[Pointing dataset excerpts]
════════

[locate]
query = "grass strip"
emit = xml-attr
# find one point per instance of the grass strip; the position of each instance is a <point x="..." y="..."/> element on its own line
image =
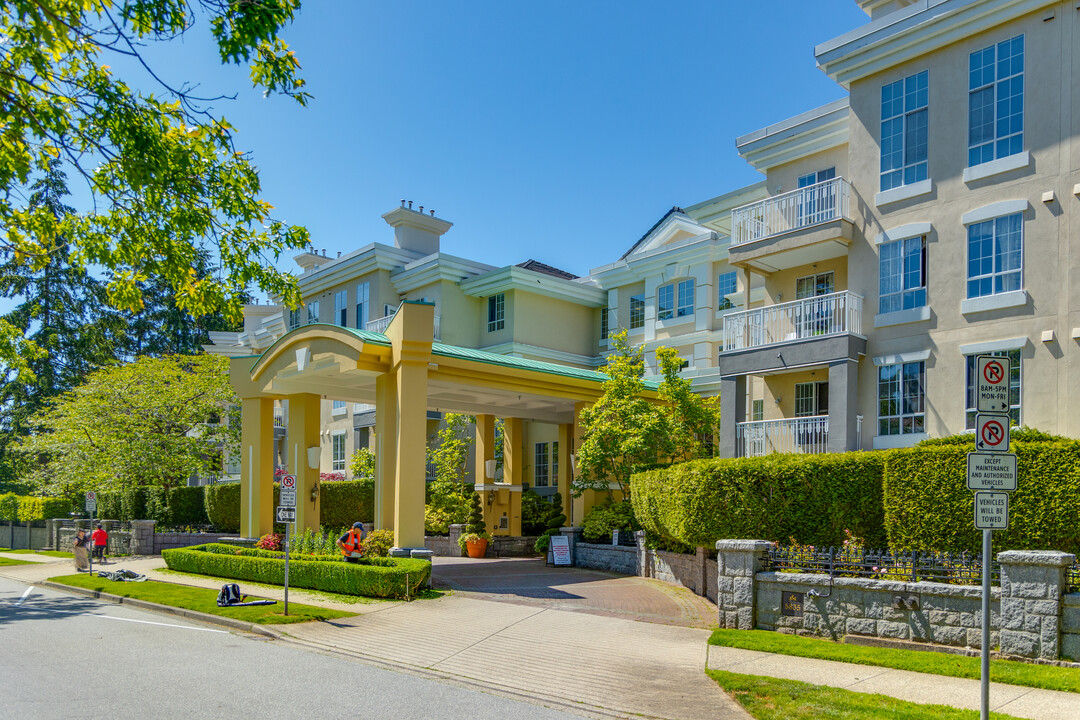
<point x="4" y="561"/>
<point x="1045" y="677"/>
<point x="201" y="600"/>
<point x="771" y="698"/>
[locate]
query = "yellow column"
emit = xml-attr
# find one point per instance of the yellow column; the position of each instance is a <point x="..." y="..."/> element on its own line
<point x="410" y="335"/>
<point x="304" y="426"/>
<point x="256" y="464"/>
<point x="513" y="461"/>
<point x="386" y="460"/>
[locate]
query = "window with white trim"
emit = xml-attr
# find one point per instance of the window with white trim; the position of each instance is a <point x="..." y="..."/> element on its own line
<point x="540" y="467"/>
<point x="727" y="283"/>
<point x="1014" y="388"/>
<point x="636" y="311"/>
<point x="496" y="312"/>
<point x="363" y="304"/>
<point x="996" y="102"/>
<point x="902" y="282"/>
<point x="337" y="457"/>
<point x="340" y="314"/>
<point x="904" y="136"/>
<point x="667" y="295"/>
<point x="902" y="398"/>
<point x="995" y="256"/>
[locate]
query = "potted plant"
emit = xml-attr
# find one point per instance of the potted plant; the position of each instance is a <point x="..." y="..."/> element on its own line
<point x="474" y="540"/>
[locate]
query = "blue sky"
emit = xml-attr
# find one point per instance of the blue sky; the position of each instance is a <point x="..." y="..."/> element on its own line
<point x="558" y="131"/>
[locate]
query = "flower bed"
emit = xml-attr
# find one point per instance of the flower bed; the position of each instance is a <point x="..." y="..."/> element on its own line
<point x="383" y="578"/>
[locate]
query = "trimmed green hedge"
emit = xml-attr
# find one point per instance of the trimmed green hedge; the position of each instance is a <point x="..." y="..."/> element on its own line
<point x="812" y="498"/>
<point x="929" y="506"/>
<point x="385" y="578"/>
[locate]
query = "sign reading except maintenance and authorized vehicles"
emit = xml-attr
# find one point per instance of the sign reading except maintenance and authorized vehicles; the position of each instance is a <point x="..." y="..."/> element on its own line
<point x="991" y="511"/>
<point x="991" y="471"/>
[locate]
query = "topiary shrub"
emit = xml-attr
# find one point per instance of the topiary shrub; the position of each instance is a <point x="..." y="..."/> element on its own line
<point x="374" y="576"/>
<point x="813" y="498"/>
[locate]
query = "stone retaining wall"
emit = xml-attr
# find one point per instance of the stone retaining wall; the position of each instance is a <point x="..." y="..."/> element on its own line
<point x="1030" y="615"/>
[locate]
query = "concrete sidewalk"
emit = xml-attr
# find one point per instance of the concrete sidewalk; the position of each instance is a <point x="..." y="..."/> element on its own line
<point x="904" y="684"/>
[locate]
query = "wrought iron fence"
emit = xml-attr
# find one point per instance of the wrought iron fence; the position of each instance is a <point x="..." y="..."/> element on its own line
<point x="953" y="568"/>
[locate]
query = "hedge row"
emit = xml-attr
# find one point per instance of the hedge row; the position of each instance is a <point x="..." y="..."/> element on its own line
<point x="810" y="498"/>
<point x="375" y="578"/>
<point x="28" y="508"/>
<point x="929" y="506"/>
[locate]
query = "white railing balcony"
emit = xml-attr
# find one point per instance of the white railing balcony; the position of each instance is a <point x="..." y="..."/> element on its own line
<point x="381" y="324"/>
<point x="836" y="313"/>
<point x="754" y="439"/>
<point x="792" y="211"/>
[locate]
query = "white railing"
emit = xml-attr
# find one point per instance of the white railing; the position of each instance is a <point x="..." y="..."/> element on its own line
<point x="792" y="211"/>
<point x="807" y="435"/>
<point x="381" y="324"/>
<point x="822" y="314"/>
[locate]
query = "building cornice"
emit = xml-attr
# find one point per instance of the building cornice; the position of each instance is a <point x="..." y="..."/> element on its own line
<point x="513" y="277"/>
<point x="914" y="31"/>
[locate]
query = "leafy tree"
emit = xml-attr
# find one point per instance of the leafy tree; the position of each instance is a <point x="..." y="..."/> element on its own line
<point x="622" y="431"/>
<point x="164" y="176"/>
<point x="150" y="422"/>
<point x="692" y="421"/>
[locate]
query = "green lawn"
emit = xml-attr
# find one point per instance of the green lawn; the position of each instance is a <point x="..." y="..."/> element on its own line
<point x="1047" y="677"/>
<point x="4" y="561"/>
<point x="771" y="698"/>
<point x="202" y="600"/>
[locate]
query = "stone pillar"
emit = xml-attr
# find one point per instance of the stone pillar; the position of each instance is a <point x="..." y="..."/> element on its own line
<point x="1033" y="583"/>
<point x="738" y="562"/>
<point x="732" y="411"/>
<point x="256" y="475"/>
<point x="386" y="421"/>
<point x="143" y="537"/>
<point x="304" y="426"/>
<point x="575" y="537"/>
<point x="842" y="406"/>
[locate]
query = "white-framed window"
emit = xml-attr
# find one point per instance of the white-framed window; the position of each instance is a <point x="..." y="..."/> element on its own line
<point x="996" y="256"/>
<point x="337" y="456"/>
<point x="540" y="466"/>
<point x="996" y="102"/>
<point x="496" y="312"/>
<point x="636" y="311"/>
<point x="340" y="301"/>
<point x="902" y="282"/>
<point x="904" y="131"/>
<point x="1014" y="386"/>
<point x="675" y="300"/>
<point x="726" y="284"/>
<point x="902" y="398"/>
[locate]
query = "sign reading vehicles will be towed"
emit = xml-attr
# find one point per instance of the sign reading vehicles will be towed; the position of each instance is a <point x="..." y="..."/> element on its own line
<point x="991" y="471"/>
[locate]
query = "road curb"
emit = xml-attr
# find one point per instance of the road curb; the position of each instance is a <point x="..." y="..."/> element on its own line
<point x="169" y="610"/>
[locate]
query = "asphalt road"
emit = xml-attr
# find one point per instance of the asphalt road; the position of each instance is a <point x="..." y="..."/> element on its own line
<point x="64" y="655"/>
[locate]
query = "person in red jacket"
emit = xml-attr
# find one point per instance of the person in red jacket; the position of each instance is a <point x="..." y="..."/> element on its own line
<point x="100" y="540"/>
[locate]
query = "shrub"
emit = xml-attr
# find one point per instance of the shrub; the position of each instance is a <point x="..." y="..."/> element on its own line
<point x="599" y="521"/>
<point x="810" y="497"/>
<point x="378" y="543"/>
<point x="370" y="576"/>
<point x="928" y="505"/>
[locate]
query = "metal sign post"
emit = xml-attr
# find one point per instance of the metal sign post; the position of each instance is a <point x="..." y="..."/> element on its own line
<point x="991" y="474"/>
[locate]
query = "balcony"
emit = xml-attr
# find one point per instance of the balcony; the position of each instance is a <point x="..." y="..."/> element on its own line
<point x="796" y="228"/>
<point x="838" y="313"/>
<point x="754" y="439"/>
<point x="381" y="324"/>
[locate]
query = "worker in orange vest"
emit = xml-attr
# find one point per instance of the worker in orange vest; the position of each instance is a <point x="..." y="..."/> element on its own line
<point x="351" y="542"/>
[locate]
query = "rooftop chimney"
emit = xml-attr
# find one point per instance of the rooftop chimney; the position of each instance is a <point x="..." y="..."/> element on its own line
<point x="416" y="231"/>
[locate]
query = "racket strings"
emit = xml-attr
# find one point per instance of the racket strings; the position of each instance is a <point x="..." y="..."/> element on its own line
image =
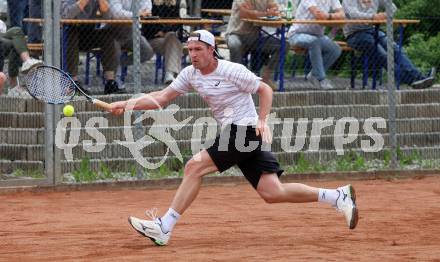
<point x="50" y="85"/>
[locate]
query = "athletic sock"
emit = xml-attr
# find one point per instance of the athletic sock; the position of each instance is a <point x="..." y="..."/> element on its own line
<point x="169" y="220"/>
<point x="328" y="196"/>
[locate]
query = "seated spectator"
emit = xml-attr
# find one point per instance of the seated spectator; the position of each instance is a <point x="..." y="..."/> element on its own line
<point x="323" y="51"/>
<point x="121" y="9"/>
<point x="362" y="38"/>
<point x="13" y="45"/>
<point x="164" y="38"/>
<point x="86" y="37"/>
<point x="17" y="10"/>
<point x="242" y="37"/>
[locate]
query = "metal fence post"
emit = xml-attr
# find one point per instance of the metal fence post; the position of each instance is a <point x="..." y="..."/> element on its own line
<point x="49" y="109"/>
<point x="56" y="56"/>
<point x="138" y="129"/>
<point x="391" y="85"/>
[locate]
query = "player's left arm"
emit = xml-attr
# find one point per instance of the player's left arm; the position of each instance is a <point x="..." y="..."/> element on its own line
<point x="265" y="97"/>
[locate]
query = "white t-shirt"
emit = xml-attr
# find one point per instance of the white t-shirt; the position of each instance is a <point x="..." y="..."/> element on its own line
<point x="227" y="91"/>
<point x="303" y="12"/>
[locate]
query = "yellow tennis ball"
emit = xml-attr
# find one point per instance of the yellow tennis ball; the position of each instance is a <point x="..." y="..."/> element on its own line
<point x="68" y="110"/>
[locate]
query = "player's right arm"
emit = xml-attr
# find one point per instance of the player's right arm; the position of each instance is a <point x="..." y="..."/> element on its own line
<point x="148" y="101"/>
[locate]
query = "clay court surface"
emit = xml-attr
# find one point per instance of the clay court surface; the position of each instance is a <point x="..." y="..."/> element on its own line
<point x="399" y="221"/>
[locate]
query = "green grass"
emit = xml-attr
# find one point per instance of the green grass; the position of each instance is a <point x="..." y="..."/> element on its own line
<point x="351" y="161"/>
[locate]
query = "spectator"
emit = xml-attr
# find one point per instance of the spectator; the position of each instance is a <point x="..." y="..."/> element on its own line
<point x="17" y="10"/>
<point x="323" y="51"/>
<point x="87" y="37"/>
<point x="121" y="9"/>
<point x="13" y="43"/>
<point x="242" y="37"/>
<point x="34" y="29"/>
<point x="164" y="38"/>
<point x="362" y="38"/>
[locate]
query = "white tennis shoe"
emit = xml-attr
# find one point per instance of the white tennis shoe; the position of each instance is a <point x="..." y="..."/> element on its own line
<point x="151" y="229"/>
<point x="346" y="204"/>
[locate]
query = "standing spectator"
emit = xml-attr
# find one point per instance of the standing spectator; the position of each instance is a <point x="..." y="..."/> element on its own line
<point x="17" y="10"/>
<point x="13" y="44"/>
<point x="87" y="37"/>
<point x="362" y="38"/>
<point x="323" y="51"/>
<point x="164" y="38"/>
<point x="122" y="9"/>
<point x="242" y="37"/>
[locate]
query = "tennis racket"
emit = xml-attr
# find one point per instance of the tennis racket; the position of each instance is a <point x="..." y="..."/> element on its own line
<point x="54" y="86"/>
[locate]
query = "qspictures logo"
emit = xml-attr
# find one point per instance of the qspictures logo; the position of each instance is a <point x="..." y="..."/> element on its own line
<point x="295" y="135"/>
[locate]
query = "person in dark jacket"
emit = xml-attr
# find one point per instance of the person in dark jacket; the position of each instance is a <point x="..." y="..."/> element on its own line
<point x="164" y="38"/>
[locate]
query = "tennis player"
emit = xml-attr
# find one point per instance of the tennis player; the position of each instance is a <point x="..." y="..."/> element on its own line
<point x="227" y="87"/>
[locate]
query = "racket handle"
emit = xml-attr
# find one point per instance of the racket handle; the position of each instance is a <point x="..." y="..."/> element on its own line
<point x="102" y="104"/>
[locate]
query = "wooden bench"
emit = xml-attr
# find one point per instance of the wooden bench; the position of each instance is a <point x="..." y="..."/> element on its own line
<point x="342" y="44"/>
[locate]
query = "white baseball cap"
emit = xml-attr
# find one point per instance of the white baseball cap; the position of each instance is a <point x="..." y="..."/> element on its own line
<point x="205" y="37"/>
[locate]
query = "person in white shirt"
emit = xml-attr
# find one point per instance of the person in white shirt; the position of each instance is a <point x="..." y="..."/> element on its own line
<point x="323" y="51"/>
<point x="242" y="37"/>
<point x="122" y="9"/>
<point x="227" y="88"/>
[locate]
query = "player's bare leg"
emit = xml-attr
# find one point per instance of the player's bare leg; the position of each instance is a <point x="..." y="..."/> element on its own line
<point x="159" y="229"/>
<point x="343" y="198"/>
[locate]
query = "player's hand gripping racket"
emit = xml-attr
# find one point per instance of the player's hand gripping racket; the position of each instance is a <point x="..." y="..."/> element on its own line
<point x="54" y="86"/>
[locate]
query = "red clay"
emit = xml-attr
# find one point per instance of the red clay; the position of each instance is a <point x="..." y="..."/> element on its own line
<point x="399" y="221"/>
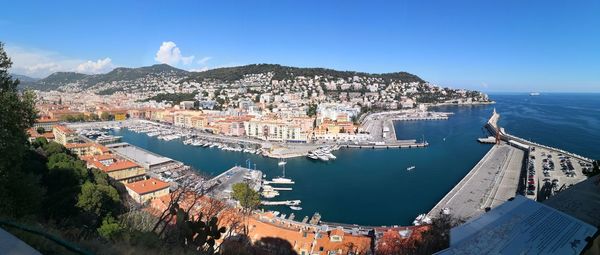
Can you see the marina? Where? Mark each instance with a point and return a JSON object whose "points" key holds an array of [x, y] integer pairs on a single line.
{"points": [[437, 170], [506, 170]]}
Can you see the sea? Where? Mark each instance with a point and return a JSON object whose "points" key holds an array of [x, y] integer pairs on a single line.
{"points": [[373, 187]]}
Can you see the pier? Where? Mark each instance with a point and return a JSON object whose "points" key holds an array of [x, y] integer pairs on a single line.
{"points": [[493, 180], [286, 202], [501, 174], [399, 144], [221, 185]]}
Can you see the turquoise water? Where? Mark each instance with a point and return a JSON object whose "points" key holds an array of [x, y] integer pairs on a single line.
{"points": [[373, 187]]}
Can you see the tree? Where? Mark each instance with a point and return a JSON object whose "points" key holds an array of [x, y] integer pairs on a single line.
{"points": [[99, 200], [17, 188], [249, 199], [39, 142], [312, 110], [110, 229], [198, 234], [105, 116], [53, 148]]}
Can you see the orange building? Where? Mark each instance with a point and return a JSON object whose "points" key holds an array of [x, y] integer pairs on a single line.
{"points": [[85, 149], [146, 190]]}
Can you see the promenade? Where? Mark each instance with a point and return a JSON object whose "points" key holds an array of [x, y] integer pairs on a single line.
{"points": [[491, 182]]}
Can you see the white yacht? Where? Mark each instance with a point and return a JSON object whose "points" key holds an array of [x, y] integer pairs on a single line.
{"points": [[282, 163], [282, 180], [269, 193]]}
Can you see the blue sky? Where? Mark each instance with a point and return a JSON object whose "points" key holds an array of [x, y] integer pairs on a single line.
{"points": [[484, 45]]}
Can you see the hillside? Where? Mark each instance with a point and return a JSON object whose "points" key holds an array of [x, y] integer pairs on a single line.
{"points": [[122, 79], [288, 73], [121, 74]]}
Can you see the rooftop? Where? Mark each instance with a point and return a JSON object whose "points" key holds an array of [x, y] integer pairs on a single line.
{"points": [[520, 226], [143, 157], [147, 186]]}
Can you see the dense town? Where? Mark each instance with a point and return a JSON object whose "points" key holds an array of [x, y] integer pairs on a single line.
{"points": [[298, 110]]}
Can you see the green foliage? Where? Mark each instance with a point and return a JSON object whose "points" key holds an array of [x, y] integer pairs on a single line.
{"points": [[97, 199], [110, 229], [287, 72], [54, 148], [105, 116], [175, 98], [39, 142], [55, 80], [312, 110], [19, 190], [195, 233], [248, 198]]}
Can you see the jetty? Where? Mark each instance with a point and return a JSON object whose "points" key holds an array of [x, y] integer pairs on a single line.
{"points": [[286, 202], [398, 144], [501, 174]]}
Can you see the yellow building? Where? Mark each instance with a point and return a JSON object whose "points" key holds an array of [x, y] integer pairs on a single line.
{"points": [[146, 190], [276, 130], [120, 116], [64, 135]]}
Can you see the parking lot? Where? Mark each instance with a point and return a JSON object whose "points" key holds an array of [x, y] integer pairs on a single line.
{"points": [[549, 172]]}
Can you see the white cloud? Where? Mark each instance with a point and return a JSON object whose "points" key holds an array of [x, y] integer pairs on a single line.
{"points": [[203, 60], [100, 66], [169, 53], [201, 69], [41, 63]]}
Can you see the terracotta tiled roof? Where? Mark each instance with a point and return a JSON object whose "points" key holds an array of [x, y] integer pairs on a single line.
{"points": [[119, 165], [78, 145], [64, 129], [147, 186]]}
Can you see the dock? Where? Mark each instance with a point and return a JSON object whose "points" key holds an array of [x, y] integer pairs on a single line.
{"points": [[501, 174], [493, 180], [286, 202], [221, 185], [400, 144]]}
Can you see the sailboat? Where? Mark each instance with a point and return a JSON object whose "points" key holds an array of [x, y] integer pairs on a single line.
{"points": [[281, 162], [282, 179]]}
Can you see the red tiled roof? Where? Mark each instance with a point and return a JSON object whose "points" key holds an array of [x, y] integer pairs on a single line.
{"points": [[119, 165], [64, 129], [147, 186]]}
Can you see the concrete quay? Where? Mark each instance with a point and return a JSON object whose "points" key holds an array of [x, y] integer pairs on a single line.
{"points": [[493, 180]]}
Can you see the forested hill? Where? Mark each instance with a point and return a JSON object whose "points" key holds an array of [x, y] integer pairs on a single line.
{"points": [[163, 73], [289, 73]]}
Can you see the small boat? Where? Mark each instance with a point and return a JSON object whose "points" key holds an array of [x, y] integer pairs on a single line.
{"points": [[312, 156], [422, 219], [282, 180], [270, 193]]}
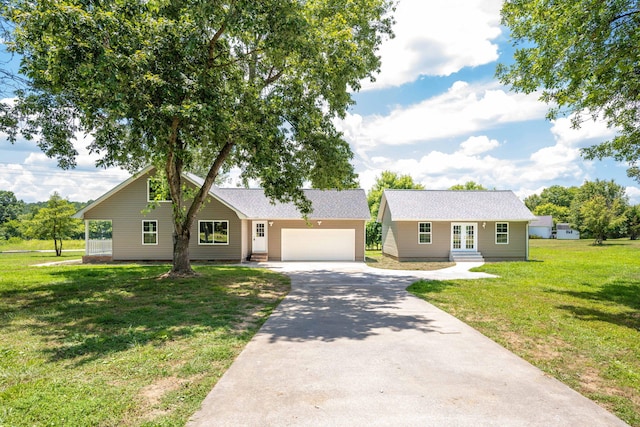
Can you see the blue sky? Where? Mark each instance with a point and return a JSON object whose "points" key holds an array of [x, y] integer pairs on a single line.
{"points": [[435, 112]]}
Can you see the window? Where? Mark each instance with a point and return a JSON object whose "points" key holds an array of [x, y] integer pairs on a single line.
{"points": [[424, 233], [150, 232], [502, 233], [157, 191], [213, 232]]}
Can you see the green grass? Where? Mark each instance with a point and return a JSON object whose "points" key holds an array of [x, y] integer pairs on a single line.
{"points": [[38, 245], [375, 258], [112, 345], [573, 311]]}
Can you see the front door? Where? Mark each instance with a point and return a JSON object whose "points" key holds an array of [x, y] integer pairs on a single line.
{"points": [[259, 236], [464, 237]]}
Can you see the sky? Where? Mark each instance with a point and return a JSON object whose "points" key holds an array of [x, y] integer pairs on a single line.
{"points": [[435, 112]]}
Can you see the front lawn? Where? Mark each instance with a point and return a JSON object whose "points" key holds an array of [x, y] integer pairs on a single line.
{"points": [[112, 345], [378, 260], [573, 311]]}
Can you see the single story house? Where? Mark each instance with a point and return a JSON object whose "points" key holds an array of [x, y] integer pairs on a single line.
{"points": [[454, 225], [541, 227], [565, 232], [234, 224]]}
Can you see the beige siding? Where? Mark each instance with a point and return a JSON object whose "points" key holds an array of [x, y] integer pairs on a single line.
{"points": [[389, 233], [274, 234], [437, 250], [515, 250], [400, 239], [125, 210]]}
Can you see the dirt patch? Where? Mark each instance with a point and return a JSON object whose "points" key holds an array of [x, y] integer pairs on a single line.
{"points": [[153, 393]]}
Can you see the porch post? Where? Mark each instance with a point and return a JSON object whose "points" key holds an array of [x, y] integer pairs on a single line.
{"points": [[86, 237]]}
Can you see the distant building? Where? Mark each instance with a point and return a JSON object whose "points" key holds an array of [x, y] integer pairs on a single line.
{"points": [[541, 227], [565, 232]]}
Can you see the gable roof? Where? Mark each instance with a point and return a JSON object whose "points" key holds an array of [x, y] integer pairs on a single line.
{"points": [[449, 205], [251, 203], [326, 204], [542, 221]]}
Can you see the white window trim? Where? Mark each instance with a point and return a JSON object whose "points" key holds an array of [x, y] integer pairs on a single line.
{"points": [[507, 233], [149, 232], [149, 193], [214, 227], [430, 233]]}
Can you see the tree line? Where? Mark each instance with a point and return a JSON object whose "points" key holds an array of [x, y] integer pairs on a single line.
{"points": [[50, 220], [598, 209]]}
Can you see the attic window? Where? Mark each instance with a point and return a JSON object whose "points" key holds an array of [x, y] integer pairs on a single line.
{"points": [[424, 233], [502, 233]]}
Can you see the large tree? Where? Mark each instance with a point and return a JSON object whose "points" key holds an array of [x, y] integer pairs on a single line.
{"points": [[598, 209], [583, 54], [54, 222], [244, 83]]}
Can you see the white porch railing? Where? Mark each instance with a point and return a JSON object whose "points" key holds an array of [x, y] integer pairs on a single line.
{"points": [[98, 247]]}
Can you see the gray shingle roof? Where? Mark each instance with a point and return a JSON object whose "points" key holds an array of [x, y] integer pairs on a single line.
{"points": [[542, 221], [447, 205], [327, 204]]}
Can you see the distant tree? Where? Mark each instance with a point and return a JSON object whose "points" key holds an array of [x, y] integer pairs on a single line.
{"points": [[386, 180], [614, 198], [469, 185], [559, 213], [10, 207], [583, 54], [558, 195], [532, 202], [389, 180], [54, 222], [599, 218], [633, 221]]}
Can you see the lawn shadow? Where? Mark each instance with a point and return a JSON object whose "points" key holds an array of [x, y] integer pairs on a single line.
{"points": [[625, 293], [99, 311]]}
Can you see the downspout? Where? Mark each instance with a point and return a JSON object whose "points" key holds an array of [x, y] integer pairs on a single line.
{"points": [[527, 248], [86, 237]]}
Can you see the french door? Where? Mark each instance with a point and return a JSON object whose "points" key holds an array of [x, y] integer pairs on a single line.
{"points": [[464, 236]]}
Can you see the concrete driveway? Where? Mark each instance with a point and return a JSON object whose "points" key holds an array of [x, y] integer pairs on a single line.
{"points": [[349, 346]]}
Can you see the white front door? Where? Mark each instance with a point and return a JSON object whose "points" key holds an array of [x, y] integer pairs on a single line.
{"points": [[464, 236], [259, 236]]}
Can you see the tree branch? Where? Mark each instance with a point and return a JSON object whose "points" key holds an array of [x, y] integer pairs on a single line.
{"points": [[209, 180]]}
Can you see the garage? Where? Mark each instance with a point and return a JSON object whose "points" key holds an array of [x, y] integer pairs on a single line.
{"points": [[303, 244]]}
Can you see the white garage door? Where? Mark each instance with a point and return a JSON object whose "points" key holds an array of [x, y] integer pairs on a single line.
{"points": [[302, 244]]}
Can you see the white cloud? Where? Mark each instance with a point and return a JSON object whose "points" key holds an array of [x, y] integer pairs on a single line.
{"points": [[478, 144], [463, 109], [590, 131], [634, 195], [438, 37]]}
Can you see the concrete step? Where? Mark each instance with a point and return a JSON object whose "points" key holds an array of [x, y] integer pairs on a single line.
{"points": [[464, 256], [259, 257]]}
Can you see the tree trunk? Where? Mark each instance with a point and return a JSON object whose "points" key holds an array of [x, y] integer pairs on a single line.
{"points": [[181, 262], [58, 247]]}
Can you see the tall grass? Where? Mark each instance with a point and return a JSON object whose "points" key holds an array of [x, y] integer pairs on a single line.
{"points": [[114, 345], [573, 310]]}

════════

▸ To do:
Reproduce only the lines running from the one that contains "Can you see the tree branch?" to the last line of the records.

▸ Result:
Can you see the tree branch? Where? Mark each instance with a point and return a JSON object whose "points" key holds an array of [x, y] integer pairs on a single line.
{"points": [[209, 180]]}
Can you see the garage? Where? Mark each instance with a point and return a JSON object whose "points" key holds an array of [x, y] integer pairs on a single line.
{"points": [[303, 244]]}
Can you see the white garage door? Where? Mark each instance with a point and return a JSON object whose "points" key holds an array of [x, y] integer pairs on a single line.
{"points": [[302, 244]]}
Can you see the white cloud? Where? Mark each instance with a point and return a JSON object whose "points" key holds an array of [x, y] integer pairs on a single line.
{"points": [[478, 144], [463, 109], [590, 131], [634, 195], [438, 37]]}
Can you see the concrete step? Where? Mark each instance with a point and return a JSON object whose "points" key holds an array of [x, y] integer pairs on a single line.
{"points": [[464, 256], [259, 257]]}
Can you see the tree trunk? Where? Mark each instance with a point and return a JSON object whose "points" key holds an array of [x, y] integer pairs on a single line.
{"points": [[181, 262], [58, 247]]}
Can you see the tall grass? Where? Mark each instance with a point and return a JSON object whose "points" key holds an array of [x, y] integer pairs on a single line.
{"points": [[114, 345], [573, 310]]}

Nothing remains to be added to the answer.